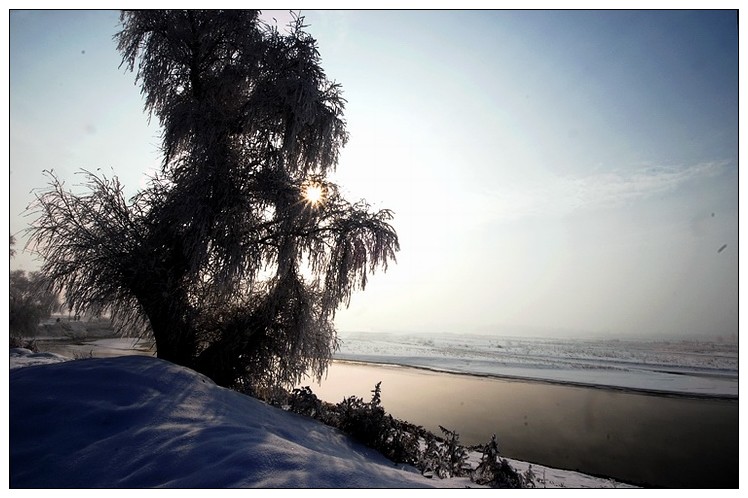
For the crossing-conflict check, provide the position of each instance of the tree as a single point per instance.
(30, 300)
(239, 251)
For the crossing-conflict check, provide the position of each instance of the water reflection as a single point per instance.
(638, 438)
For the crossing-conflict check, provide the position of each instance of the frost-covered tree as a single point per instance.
(30, 300)
(239, 251)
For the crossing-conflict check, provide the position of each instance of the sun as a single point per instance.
(313, 193)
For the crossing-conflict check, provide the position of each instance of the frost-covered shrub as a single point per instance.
(447, 458)
(402, 445)
(365, 421)
(496, 472)
(304, 402)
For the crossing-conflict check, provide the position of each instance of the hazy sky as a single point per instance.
(566, 171)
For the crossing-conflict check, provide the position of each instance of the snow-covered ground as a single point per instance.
(698, 368)
(136, 421)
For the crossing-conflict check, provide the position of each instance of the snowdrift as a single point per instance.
(136, 422)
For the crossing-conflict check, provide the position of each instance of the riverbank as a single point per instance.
(660, 437)
(116, 426)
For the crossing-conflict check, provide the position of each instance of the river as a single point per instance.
(644, 439)
(650, 440)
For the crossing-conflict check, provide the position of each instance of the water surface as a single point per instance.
(644, 439)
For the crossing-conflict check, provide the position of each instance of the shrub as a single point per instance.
(496, 472)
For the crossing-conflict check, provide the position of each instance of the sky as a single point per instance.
(551, 172)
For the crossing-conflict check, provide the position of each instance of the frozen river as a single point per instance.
(645, 412)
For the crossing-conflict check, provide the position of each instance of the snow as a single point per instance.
(137, 421)
(695, 368)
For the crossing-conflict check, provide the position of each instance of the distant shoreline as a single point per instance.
(539, 380)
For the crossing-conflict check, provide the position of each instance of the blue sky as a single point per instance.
(550, 171)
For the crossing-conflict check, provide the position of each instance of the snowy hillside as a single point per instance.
(135, 421)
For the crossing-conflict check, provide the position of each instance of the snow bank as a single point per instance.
(136, 422)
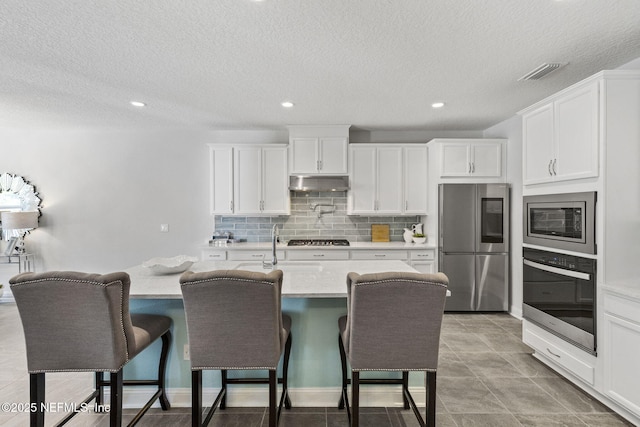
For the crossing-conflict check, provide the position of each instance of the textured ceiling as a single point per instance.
(227, 64)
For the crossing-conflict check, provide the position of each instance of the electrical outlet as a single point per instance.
(187, 355)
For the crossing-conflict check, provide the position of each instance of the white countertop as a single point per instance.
(301, 279)
(353, 245)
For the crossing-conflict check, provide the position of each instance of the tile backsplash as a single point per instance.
(329, 220)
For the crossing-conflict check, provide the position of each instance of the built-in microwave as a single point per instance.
(561, 221)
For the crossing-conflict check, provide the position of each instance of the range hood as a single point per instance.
(318, 183)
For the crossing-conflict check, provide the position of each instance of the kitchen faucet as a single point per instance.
(274, 256)
(274, 239)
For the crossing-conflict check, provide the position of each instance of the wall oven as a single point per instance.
(561, 221)
(559, 295)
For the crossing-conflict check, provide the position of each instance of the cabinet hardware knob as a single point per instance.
(552, 353)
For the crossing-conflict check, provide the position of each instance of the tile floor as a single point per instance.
(486, 377)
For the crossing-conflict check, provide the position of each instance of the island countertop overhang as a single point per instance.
(314, 279)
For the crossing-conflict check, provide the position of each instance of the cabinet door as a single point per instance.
(275, 191)
(486, 159)
(362, 195)
(303, 154)
(389, 194)
(333, 156)
(576, 126)
(622, 347)
(415, 180)
(247, 180)
(538, 151)
(455, 159)
(221, 180)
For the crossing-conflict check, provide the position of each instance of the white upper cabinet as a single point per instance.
(387, 179)
(472, 158)
(221, 179)
(560, 137)
(318, 150)
(249, 180)
(415, 179)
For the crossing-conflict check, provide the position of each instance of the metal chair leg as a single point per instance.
(162, 368)
(285, 372)
(36, 391)
(273, 411)
(196, 398)
(115, 409)
(224, 382)
(355, 399)
(431, 398)
(405, 389)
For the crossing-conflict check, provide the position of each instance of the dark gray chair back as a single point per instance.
(64, 312)
(218, 306)
(394, 320)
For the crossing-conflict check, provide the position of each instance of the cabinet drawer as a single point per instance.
(401, 255)
(420, 255)
(213, 255)
(317, 255)
(548, 350)
(622, 307)
(252, 255)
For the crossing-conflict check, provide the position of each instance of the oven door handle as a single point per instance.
(555, 270)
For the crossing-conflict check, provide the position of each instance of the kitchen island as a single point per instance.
(314, 295)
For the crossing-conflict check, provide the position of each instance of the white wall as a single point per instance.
(512, 130)
(105, 193)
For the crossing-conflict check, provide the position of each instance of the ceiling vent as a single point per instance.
(541, 71)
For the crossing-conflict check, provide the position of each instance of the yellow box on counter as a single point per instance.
(379, 232)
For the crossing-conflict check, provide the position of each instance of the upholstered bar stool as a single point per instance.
(78, 322)
(393, 323)
(235, 322)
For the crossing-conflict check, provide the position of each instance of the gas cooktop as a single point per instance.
(318, 242)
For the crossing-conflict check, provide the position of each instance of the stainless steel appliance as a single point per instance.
(561, 221)
(318, 242)
(474, 245)
(559, 295)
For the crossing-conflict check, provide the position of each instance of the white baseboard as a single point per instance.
(370, 396)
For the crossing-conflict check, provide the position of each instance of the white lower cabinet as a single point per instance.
(379, 255)
(423, 261)
(621, 350)
(560, 353)
(317, 255)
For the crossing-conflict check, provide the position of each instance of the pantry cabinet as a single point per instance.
(388, 179)
(560, 137)
(470, 158)
(249, 180)
(621, 340)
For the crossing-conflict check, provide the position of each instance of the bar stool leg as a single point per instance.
(431, 399)
(273, 411)
(405, 389)
(36, 391)
(355, 399)
(115, 415)
(196, 398)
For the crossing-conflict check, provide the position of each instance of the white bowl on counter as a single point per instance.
(176, 264)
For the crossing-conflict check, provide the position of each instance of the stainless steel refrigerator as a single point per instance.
(474, 245)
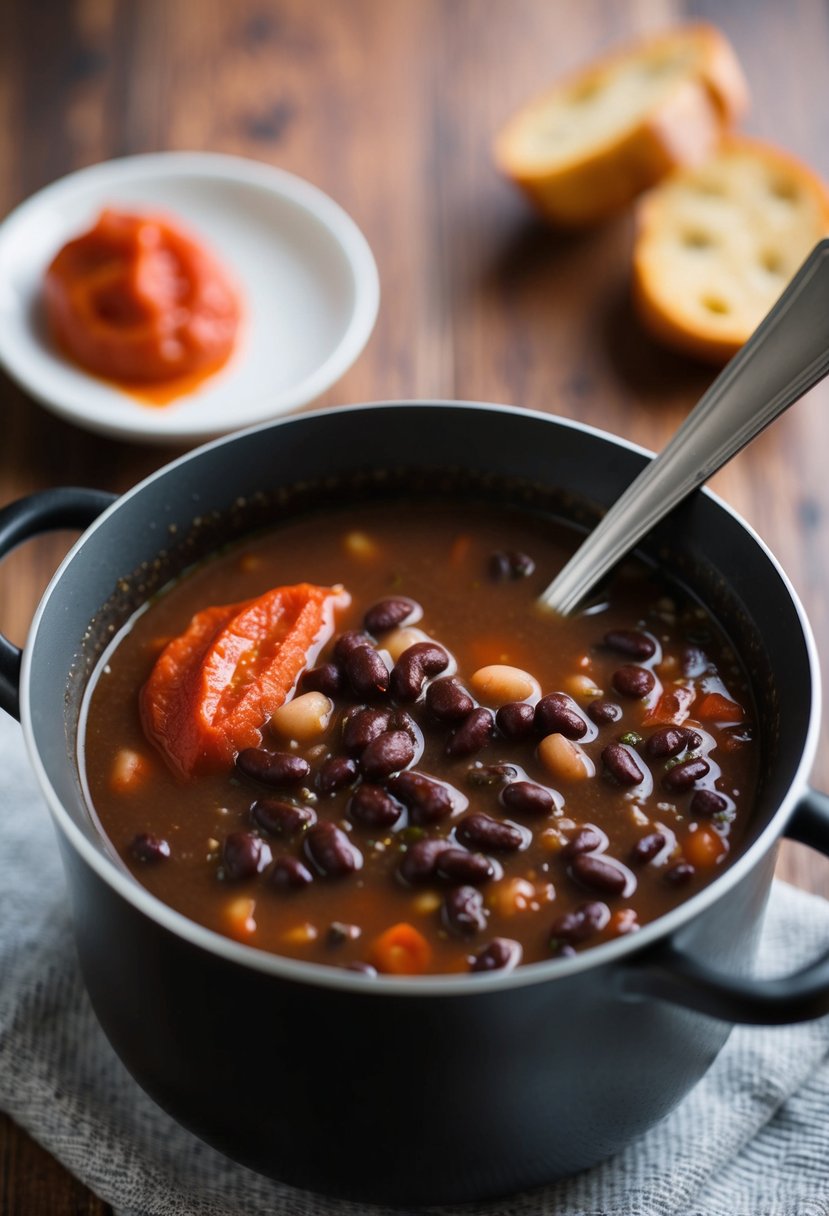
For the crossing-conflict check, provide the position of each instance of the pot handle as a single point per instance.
(46, 511)
(675, 977)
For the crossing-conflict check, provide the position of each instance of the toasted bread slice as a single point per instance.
(587, 147)
(716, 246)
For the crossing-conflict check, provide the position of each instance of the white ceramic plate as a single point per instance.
(308, 276)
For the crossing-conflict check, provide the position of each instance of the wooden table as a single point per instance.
(390, 106)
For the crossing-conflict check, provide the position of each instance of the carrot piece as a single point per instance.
(672, 707)
(214, 687)
(716, 708)
(400, 950)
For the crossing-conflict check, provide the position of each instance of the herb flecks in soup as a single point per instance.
(433, 776)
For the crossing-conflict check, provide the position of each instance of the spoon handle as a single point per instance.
(785, 355)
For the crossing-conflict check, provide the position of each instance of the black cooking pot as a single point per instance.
(433, 1088)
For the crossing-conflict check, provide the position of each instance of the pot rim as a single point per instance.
(339, 979)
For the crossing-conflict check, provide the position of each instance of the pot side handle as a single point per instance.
(675, 977)
(46, 511)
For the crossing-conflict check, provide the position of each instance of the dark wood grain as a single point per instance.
(390, 106)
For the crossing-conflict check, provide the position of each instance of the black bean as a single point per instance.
(389, 613)
(326, 679)
(680, 873)
(472, 735)
(364, 725)
(598, 873)
(515, 720)
(460, 866)
(526, 798)
(682, 776)
(348, 642)
(631, 642)
(501, 955)
(708, 801)
(413, 666)
(586, 839)
(557, 714)
(337, 772)
(647, 848)
(671, 739)
(272, 767)
(366, 673)
(243, 855)
(427, 800)
(418, 863)
(621, 764)
(463, 911)
(289, 872)
(603, 711)
(281, 818)
(632, 681)
(373, 806)
(147, 846)
(579, 923)
(495, 836)
(331, 850)
(447, 701)
(388, 753)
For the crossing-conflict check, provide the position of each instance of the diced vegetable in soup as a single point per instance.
(357, 741)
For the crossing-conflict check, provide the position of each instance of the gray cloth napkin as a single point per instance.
(751, 1140)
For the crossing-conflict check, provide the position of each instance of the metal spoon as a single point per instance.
(785, 356)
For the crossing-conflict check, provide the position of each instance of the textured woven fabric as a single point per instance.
(751, 1140)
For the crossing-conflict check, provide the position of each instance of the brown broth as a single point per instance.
(439, 556)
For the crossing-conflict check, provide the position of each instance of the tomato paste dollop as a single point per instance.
(139, 300)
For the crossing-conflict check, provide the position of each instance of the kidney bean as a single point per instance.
(281, 818)
(272, 767)
(586, 839)
(599, 873)
(671, 739)
(243, 855)
(706, 803)
(364, 725)
(515, 720)
(151, 848)
(501, 955)
(621, 764)
(388, 753)
(647, 848)
(337, 772)
(389, 613)
(366, 673)
(472, 735)
(631, 642)
(373, 806)
(632, 681)
(413, 666)
(326, 679)
(426, 799)
(557, 714)
(447, 701)
(418, 863)
(682, 776)
(347, 642)
(603, 711)
(495, 836)
(463, 911)
(580, 923)
(331, 850)
(526, 798)
(460, 866)
(289, 872)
================
What are the lines from the one with "dollop as a single point per instance." through the end of the entries? Give them again exactly, both end lines included.

- [WRITTEN ANSWER]
For the crossing-conflict check, provide the position of each instance of the tomato paste dollop as a single point per instance.
(139, 300)
For the crossing-conflict check, provide the position of each instance of the kidney bean as a single point per instance.
(281, 818)
(272, 767)
(586, 839)
(599, 873)
(671, 739)
(243, 855)
(706, 803)
(364, 725)
(515, 720)
(151, 848)
(501, 955)
(621, 764)
(388, 753)
(647, 848)
(337, 772)
(389, 613)
(366, 673)
(472, 735)
(631, 642)
(373, 806)
(632, 681)
(413, 666)
(326, 679)
(426, 799)
(557, 714)
(447, 701)
(418, 863)
(682, 776)
(347, 642)
(603, 711)
(495, 836)
(463, 911)
(580, 923)
(331, 850)
(526, 798)
(460, 866)
(289, 872)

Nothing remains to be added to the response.